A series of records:
════════

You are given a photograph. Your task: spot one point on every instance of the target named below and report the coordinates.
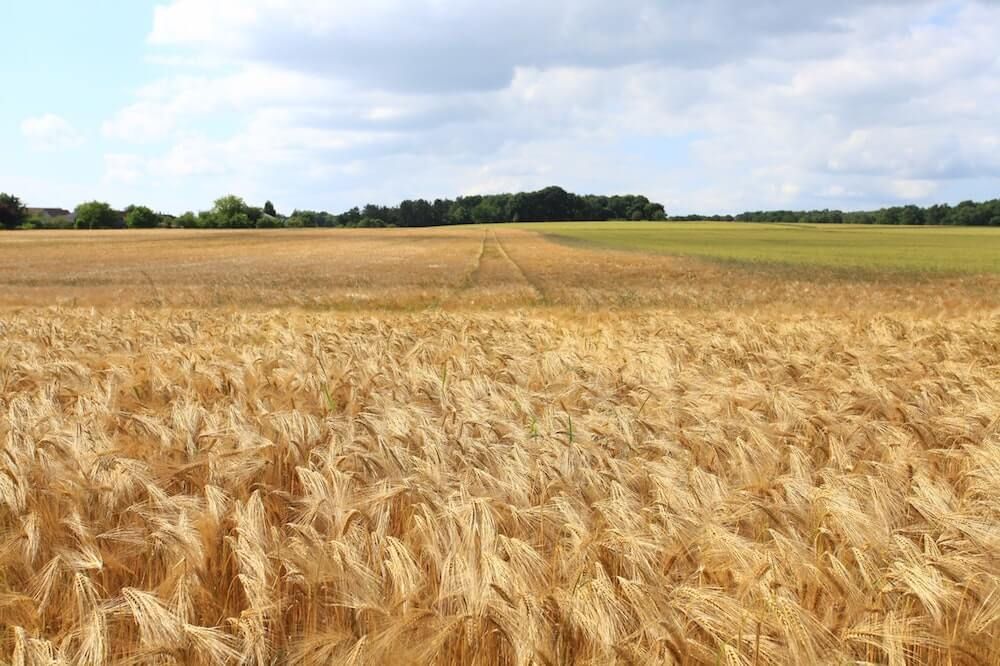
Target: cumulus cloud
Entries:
(50, 132)
(850, 103)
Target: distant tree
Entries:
(97, 215)
(141, 217)
(186, 221)
(231, 212)
(12, 212)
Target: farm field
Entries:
(482, 445)
(871, 248)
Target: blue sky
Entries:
(709, 106)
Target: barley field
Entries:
(482, 446)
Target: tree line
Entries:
(549, 204)
(967, 213)
(232, 212)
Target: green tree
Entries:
(12, 212)
(141, 217)
(96, 215)
(186, 221)
(231, 212)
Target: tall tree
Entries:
(141, 217)
(12, 212)
(97, 215)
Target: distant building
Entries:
(50, 212)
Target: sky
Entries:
(711, 106)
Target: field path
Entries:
(495, 279)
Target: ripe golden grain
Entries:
(212, 486)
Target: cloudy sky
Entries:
(705, 105)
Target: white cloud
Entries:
(50, 132)
(755, 104)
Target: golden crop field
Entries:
(482, 446)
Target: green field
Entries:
(908, 249)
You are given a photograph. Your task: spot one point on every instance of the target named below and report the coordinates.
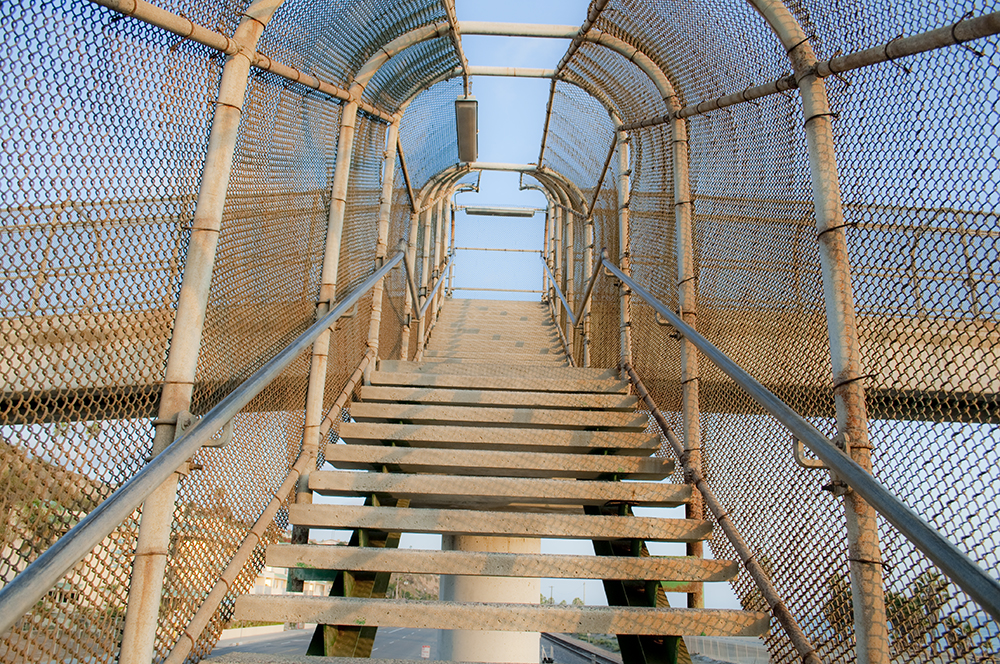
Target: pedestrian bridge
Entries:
(764, 331)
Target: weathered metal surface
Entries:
(473, 522)
(415, 561)
(497, 383)
(535, 418)
(501, 438)
(548, 373)
(500, 492)
(372, 393)
(506, 464)
(504, 617)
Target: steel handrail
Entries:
(569, 311)
(19, 596)
(437, 287)
(968, 575)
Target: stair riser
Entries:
(498, 524)
(503, 617)
(469, 563)
(500, 417)
(498, 383)
(373, 394)
(507, 464)
(479, 492)
(500, 438)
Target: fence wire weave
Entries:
(104, 132)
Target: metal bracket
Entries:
(186, 420)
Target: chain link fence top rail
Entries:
(105, 129)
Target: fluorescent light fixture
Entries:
(467, 128)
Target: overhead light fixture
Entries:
(486, 211)
(467, 128)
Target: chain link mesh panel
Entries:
(104, 128)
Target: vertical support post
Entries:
(546, 253)
(557, 260)
(316, 388)
(425, 265)
(451, 239)
(588, 269)
(409, 306)
(865, 554)
(570, 278)
(624, 262)
(150, 563)
(381, 248)
(439, 230)
(687, 301)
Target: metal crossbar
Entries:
(21, 594)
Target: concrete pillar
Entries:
(490, 646)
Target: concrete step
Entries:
(500, 438)
(504, 617)
(474, 563)
(547, 373)
(494, 463)
(374, 394)
(507, 493)
(498, 524)
(521, 418)
(534, 361)
(518, 383)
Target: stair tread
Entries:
(498, 383)
(433, 614)
(493, 462)
(497, 398)
(465, 491)
(485, 416)
(475, 563)
(499, 371)
(504, 524)
(501, 438)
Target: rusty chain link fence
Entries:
(104, 133)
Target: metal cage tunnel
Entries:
(808, 186)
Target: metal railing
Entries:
(968, 575)
(20, 595)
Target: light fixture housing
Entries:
(467, 128)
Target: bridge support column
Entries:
(487, 646)
(688, 303)
(624, 260)
(150, 563)
(381, 249)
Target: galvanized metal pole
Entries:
(871, 631)
(409, 305)
(149, 565)
(588, 269)
(569, 289)
(687, 302)
(381, 248)
(624, 186)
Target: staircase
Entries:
(478, 440)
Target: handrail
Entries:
(757, 573)
(569, 311)
(590, 284)
(20, 595)
(969, 576)
(437, 286)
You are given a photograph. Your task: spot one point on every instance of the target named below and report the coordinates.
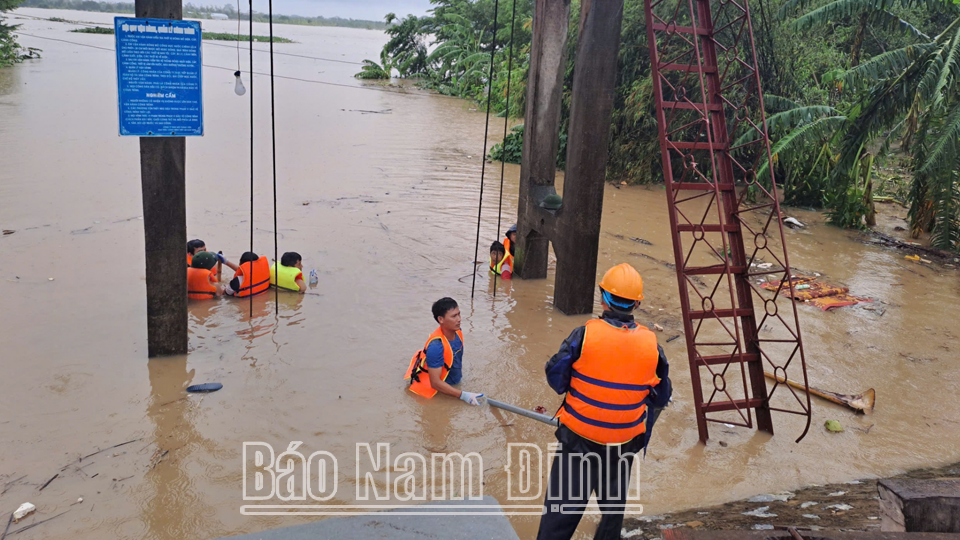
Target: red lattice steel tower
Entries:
(727, 228)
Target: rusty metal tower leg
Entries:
(713, 139)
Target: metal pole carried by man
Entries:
(616, 378)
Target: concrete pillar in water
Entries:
(575, 228)
(163, 177)
(541, 130)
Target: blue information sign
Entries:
(159, 77)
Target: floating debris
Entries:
(771, 497)
(760, 512)
(23, 511)
(793, 223)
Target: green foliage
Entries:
(407, 48)
(511, 149)
(10, 51)
(371, 70)
(213, 36)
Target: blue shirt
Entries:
(435, 358)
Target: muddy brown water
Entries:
(390, 228)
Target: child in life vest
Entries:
(251, 276)
(289, 274)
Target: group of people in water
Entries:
(253, 275)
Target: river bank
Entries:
(384, 206)
(848, 506)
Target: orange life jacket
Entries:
(417, 372)
(607, 398)
(198, 284)
(256, 277)
(190, 261)
(506, 260)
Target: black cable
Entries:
(251, 151)
(273, 137)
(486, 132)
(506, 123)
(238, 35)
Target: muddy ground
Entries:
(848, 506)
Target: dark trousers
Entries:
(580, 469)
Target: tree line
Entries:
(204, 12)
(861, 95)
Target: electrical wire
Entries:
(273, 136)
(506, 123)
(486, 133)
(251, 153)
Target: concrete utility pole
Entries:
(574, 229)
(163, 181)
(538, 168)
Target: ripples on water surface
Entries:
(389, 226)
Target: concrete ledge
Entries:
(384, 525)
(919, 505)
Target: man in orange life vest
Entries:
(438, 366)
(615, 377)
(203, 283)
(501, 262)
(510, 240)
(252, 277)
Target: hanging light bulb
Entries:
(239, 88)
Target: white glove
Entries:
(470, 398)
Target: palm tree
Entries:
(866, 12)
(913, 96)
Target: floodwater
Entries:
(384, 206)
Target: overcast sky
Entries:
(349, 9)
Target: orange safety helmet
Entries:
(624, 281)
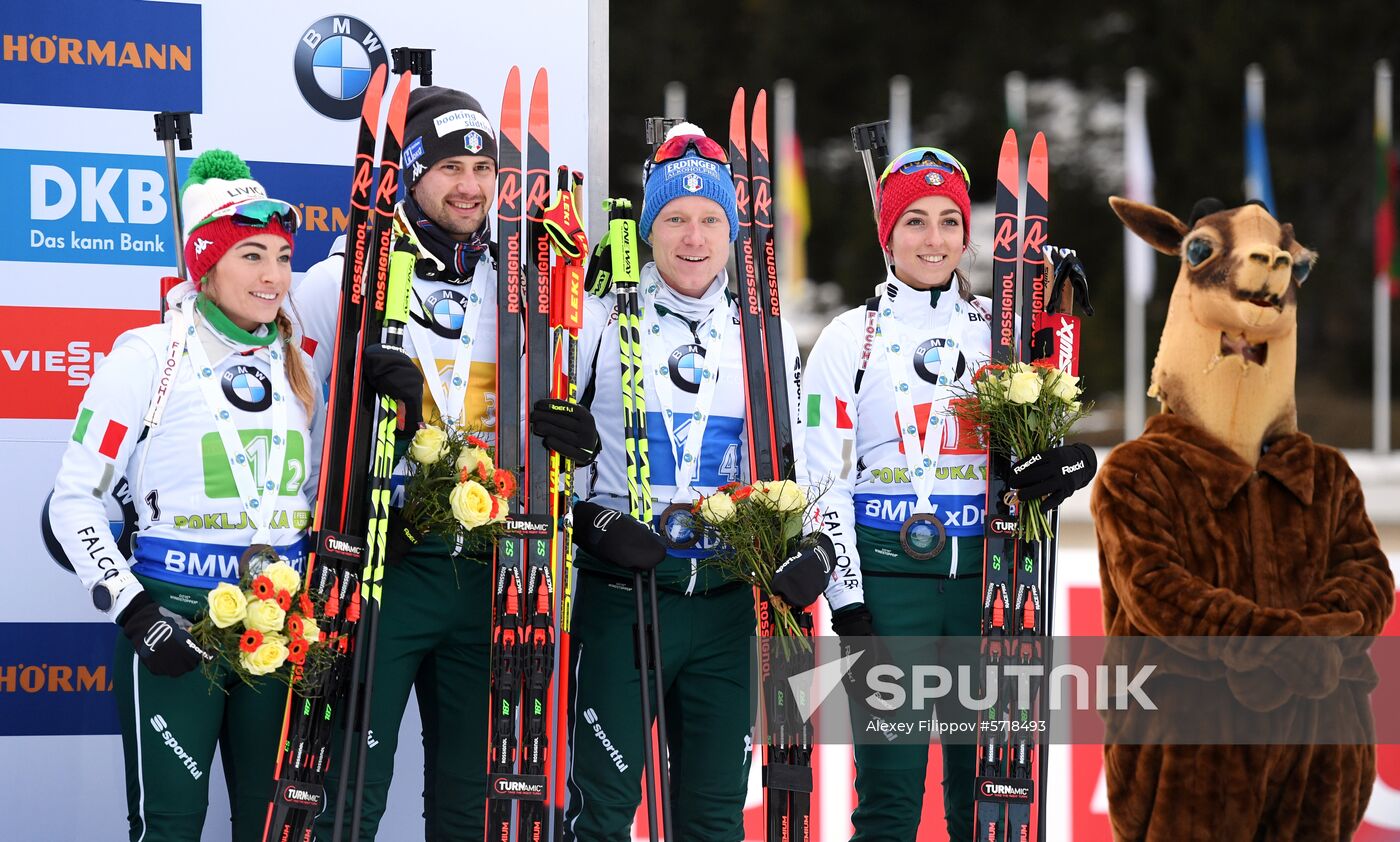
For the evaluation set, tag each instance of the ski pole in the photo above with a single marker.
(172, 126)
(871, 140)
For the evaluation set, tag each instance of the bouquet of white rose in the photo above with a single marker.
(1022, 409)
(455, 491)
(759, 526)
(261, 625)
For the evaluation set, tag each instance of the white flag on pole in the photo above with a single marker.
(1140, 261)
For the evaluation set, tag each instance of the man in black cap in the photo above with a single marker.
(434, 631)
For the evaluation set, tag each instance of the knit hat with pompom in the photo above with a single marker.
(223, 205)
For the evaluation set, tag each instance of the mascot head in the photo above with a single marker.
(1229, 348)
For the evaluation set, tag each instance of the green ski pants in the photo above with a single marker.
(706, 660)
(170, 729)
(434, 636)
(889, 779)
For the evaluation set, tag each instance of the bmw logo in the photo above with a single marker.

════════

Lay out the entries above as a Markdown table with the columns "No." and "Line," numbering each line in order. Skip blank lines and leave the pictures out.

| No. | Line |
|---|---|
| 1 | You are given a photograph. Your task: spot one point on every instance of the target named below and report the coordinates. |
| 2 | Target: cumulus cloud |
| 3 | Entries: |
| 4 | (50, 132) |
| 5 | (850, 103) |
| 6 | Target: distant tree |
| 7 | Entries: |
| 8 | (97, 215) |
| 9 | (141, 217) |
| 10 | (186, 221) |
| 11 | (231, 212) |
| 12 | (12, 212) |
| 13 | Target: farm field |
| 14 | Entries: |
| 15 | (482, 445) |
| 16 | (871, 248) |
| 17 | Target: blue sky |
| 18 | Entries: |
| 19 | (709, 106) |
| 20 | Target: barley field |
| 21 | Entries: |
| 22 | (482, 446) |
| 23 | Target: tree line |
| 24 | Entries: |
| 25 | (549, 204) |
| 26 | (967, 213) |
| 27 | (232, 212) |
| 28 | Target: green tree |
| 29 | Entries: |
| 30 | (12, 212) |
| 31 | (141, 217) |
| 32 | (96, 215) |
| 33 | (186, 221) |
| 34 | (231, 212) |
| 35 | Target: tall tree |
| 36 | Entries: |
| 37 | (141, 217) |
| 38 | (12, 212) |
| 39 | (97, 215) |
| 40 | Target: distant building |
| 41 | Entries: |
| 42 | (50, 212) |
| 43 | Target: sky |
| 44 | Entries: |
| 45 | (711, 106) |
| 46 | Target: field path |
| 47 | Entries: |
| 48 | (495, 279) |
| 49 | Target: ripe golden grain |
| 50 | Entries: |
| 51 | (212, 486) |
| 52 | Target: cloudy sky |
| 53 | Entries: |
| 54 | (705, 105) |
| 55 | Target: white cloud |
| 56 | Entries: |
| 57 | (50, 132) |
| 58 | (755, 104) |
| 59 | Target: golden crop field |
| 60 | Entries: |
| 61 | (482, 446) |
| 62 | Target: green field |
| 63 | Entries: |
| 64 | (908, 249) |
| 65 | You are given a photograph. Your task: spot one point on every instance of the target named below and report the coordinates. |
| 66 | Target: pedestrian bridge |
| 67 | Entries: |
| 68 | (764, 331) |
| 69 | Target: weathered metal surface |
| 70 | Entries: |
| 71 | (473, 522) |
| 72 | (415, 561) |
| 73 | (497, 383) |
| 74 | (535, 418) |
| 75 | (501, 438) |
| 76 | (548, 373) |
| 77 | (500, 492) |
| 78 | (372, 393) |
| 79 | (506, 464) |
| 80 | (504, 617) |
| 81 | Target: steel handrail |
| 82 | Entries: |
| 83 | (569, 311) |
| 84 | (19, 596) |
| 85 | (437, 287) |
| 86 | (968, 575) |
| 87 | Target: stair riser |
| 88 | Entries: |
| 89 | (498, 524) |
| 90 | (503, 617) |
| 91 | (469, 563) |
| 92 | (500, 417) |
| 93 | (498, 383) |
| 94 | (373, 394) |
| 95 | (507, 464) |
| 96 | (479, 492) |
| 97 | (500, 438) |
| 98 | Target: fence wire weave |
| 99 | Entries: |
| 100 | (104, 132) |
| 101 | Target: metal bracket |
| 102 | Entries: |
| 103 | (186, 420) |
| 104 | Target: chain link fence top rail |
| 105 | Entries: |
| 106 | (105, 129) |
| 107 | Target: fluorescent light fixture |
| 108 | Entries: |
| 109 | (467, 128) |
| 110 | Target: overhead light fixture |
| 111 | Entries: |
| 112 | (486, 211) |
| 113 | (467, 128) |
| 114 | Target: chain link mesh panel |
| 115 | Entries: |
| 116 | (104, 128) |
| 117 | Target: vertical support post |
| 118 | Entries: |
| 119 | (546, 253) |
| 120 | (557, 260) |
| 121 | (316, 388) |
| 122 | (425, 265) |
| 123 | (451, 239) |
| 124 | (588, 269) |
| 125 | (409, 306) |
| 126 | (865, 554) |
| 127 | (570, 278) |
| 128 | (624, 262) |
| 129 | (150, 563) |
| 130 | (381, 248) |
| 131 | (439, 230) |
| 132 | (687, 301) |
| 133 | Target: metal crossbar |
| 134 | Entries: |
| 135 | (21, 594) |
| 136 | Target: concrete pillar |
| 137 | Entries: |
| 138 | (490, 646) |
| 139 | Target: concrete step |
| 140 | Entries: |
| 141 | (500, 438) |
| 142 | (504, 617) |
| 143 | (474, 563) |
| 144 | (547, 373) |
| 145 | (494, 463) |
| 146 | (374, 394) |
| 147 | (507, 493) |
| 148 | (498, 524) |
| 149 | (521, 418) |
| 150 | (534, 361) |
| 151 | (518, 383) |
| 152 | Target: stair tread |
| 153 | Entries: |
| 154 | (498, 383) |
| 155 | (433, 614) |
| 156 | (493, 462) |
| 157 | (497, 398) |
| 158 | (465, 491) |
| 159 | (485, 416) |
| 160 | (475, 563) |
| 161 | (499, 371) |
| 162 | (504, 524) |
| 163 | (501, 438) |
| 164 | Target: rusty chain link fence |
| 165 | Entries: |
| 166 | (104, 133) |
| 167 | Target: metal cage tunnel |
| 168 | Entries: |
| 169 | (808, 186) |
| 170 | Target: metal railing |
| 171 | Entries: |
| 172 | (968, 575) |
| 173 | (20, 595) |
| 174 | Target: light fixture housing |
| 175 | Entries: |
| 176 | (467, 128) |
| 177 | Target: bridge support column |
| 178 | Entries: |
| 179 | (487, 646) |
| 180 | (688, 303) |
| 181 | (624, 260) |
| 182 | (150, 563) |
| 183 | (381, 249) |
| 184 | Target: galvanized metal pole |
| 185 | Entries: |
| 186 | (871, 631) |
| 187 | (409, 305) |
| 188 | (149, 565) |
| 189 | (588, 269) |
| 190 | (569, 289) |
| 191 | (687, 302) |
| 192 | (381, 248) |
| 193 | (624, 186) |
| 194 | Target: staircase |
| 195 | Entries: |
| 196 | (478, 440) |
| 197 | Target: handrail |
| 198 | Entries: |
| 199 | (757, 573) |
| 200 | (569, 311) |
| 201 | (590, 284) |
| 202 | (20, 595) |
| 203 | (969, 576) |
| 204 | (437, 286) |
| 205 | You are given a photograph. Your task: spot one point on every instance of the target named below and report the coordinates. |
| 206 | Target: red lattice steel tower |
| 207 | Entries: |
| 208 | (727, 228) |
| 209 | Target: rusty metal tower leg |
| 210 | Entries: |
| 211 | (713, 139) |
| 212 | Target: metal pole carried by man |
| 213 | Entries: |
| 214 | (616, 378) |
| 215 | Target: concrete pillar in water |
| 216 | Entries: |
| 217 | (575, 228) |
| 218 | (163, 177) |
| 219 | (541, 130) |
| 220 | Target: blue information sign |
| 221 | Entries: |
| 222 | (159, 77) |
| 223 | Target: floating debris |
| 224 | Entries: |
| 225 | (771, 497) |
| 226 | (760, 512) |
| 227 | (23, 511) |
| 228 | (793, 223) |
| 229 | Target: green foliage |
| 230 | Entries: |
| 231 | (407, 48) |
| 232 | (511, 149) |
| 233 | (10, 51) |
| 234 | (371, 70) |
| 235 | (213, 36) |
| 236 | Target: blue shirt |
| 237 | Entries: |
| 238 | (435, 358) |
| 239 | Target: muddy brown water |
| 240 | Entries: |
| 241 | (390, 228) |
| 242 | Target: child in life vest |
| 243 | Entries: |
| 244 | (251, 276) |
| 245 | (289, 274) |
| 246 | Target: group of people in water |
| 247 | Entries: |
| 248 | (253, 275) |
| 249 | Target: river bank |
| 250 | Entries: |
| 251 | (384, 206) |
| 252 | (848, 506) |
| 253 | Target: orange life jacket |
| 254 | Entries: |
| 255 | (417, 372) |
| 256 | (607, 398) |
| 257 | (198, 284) |
| 258 | (256, 277) |
| 259 | (190, 261) |
| 260 | (506, 260) |
| 261 | Target: black cable |
| 262 | Entries: |
| 263 | (251, 151) |
| 264 | (273, 137) |
| 265 | (486, 132) |
| 266 | (506, 123) |
| 267 | (238, 35) |
| 268 | Target: muddy ground |
| 269 | Entries: |
| 270 | (848, 506) |
| 271 | Target: dark trousers |
| 272 | Entries: |
| 273 | (580, 469) |
| 274 | Target: tree line |
| 275 | Entries: |
| 276 | (204, 12) |
| 277 | (861, 95) |
| 278 | Target: electrical wire |
| 279 | Entries: |
| 280 | (273, 136) |
| 281 | (506, 123) |
| 282 | (486, 133) |
| 283 | (251, 153) |
| 284 | Target: concrete utility pole |
| 285 | Entries: |
| 286 | (574, 229) |
| 287 | (163, 181) |
| 288 | (538, 168) |
| 289 | Target: ripples on water surface |
| 290 | Entries: |
| 291 | (389, 226) |
| 292 | Target: concrete ledge |
| 293 | Entries: |
| 294 | (384, 525) |
| 295 | (919, 505) |
| 296 | Target: man in orange life vest |
| 297 | Entries: |
| 298 | (438, 366) |
| 299 | (615, 377) |
| 300 | (203, 283) |
| 301 | (501, 262) |
| 302 | (510, 240) |
| 303 | (252, 277) |
| 304 | Target: hanging light bulb |
| 305 | Entries: |
| 306 | (239, 88) |
| 307 | Target: white glove |
| 308 | Entries: |
| 309 | (470, 398) |
| 310 | Target: palm tree |
| 311 | Entries: |
| 312 | (866, 12) |
| 313 | (913, 96) |
| 314 | Target: floodwater |
| 315 | Entries: |
| 316 | (384, 206) |
| 317 | Target: overcast sky |
| 318 | Entries: |
| 319 | (349, 9) |
| 320 | Target: orange safety helmet |
| 321 | Entries: |
| 322 | (624, 281) |
| 323 | For the evaluation set, tag each instance of the ski pole in the photo above with a single marker. |
| 324 | (172, 126) |
| 325 | (871, 140) |
| 326 | For the evaluation set, tag each instance of the bouquet of white rose in the photo above with a single marker. |
| 327 | (1022, 409) |
| 328 | (455, 491) |
| 329 | (759, 526) |
| 330 | (261, 625) |
| 331 | For the evaluation set, tag each instance of the white flag on pole in the photo above with a single marker. |
| 332 | (1140, 261) |
| 333 | For the evaluation set, tag each instance of the man in black cap in the photo above with a single marker. |
| 334 | (434, 631) |
| 335 | For the evaluation set, tag each instance of the knit hat with pompom in the photo above with a single marker. |
| 336 | (223, 205) |
| 337 | For the evaluation set, tag each instance of the mascot head in the photo above with a single marker. |
| 338 | (1229, 348) |
| 339 | For the evaluation set, tag each instance of the green ski pants in the photo above with a single marker. |
| 340 | (706, 660) |
| 341 | (170, 729) |
| 342 | (434, 636) |
| 343 | (889, 779) |
| 344 | For the evaluation set, tag each instance of the bmw logo in the photo above with a single marker. |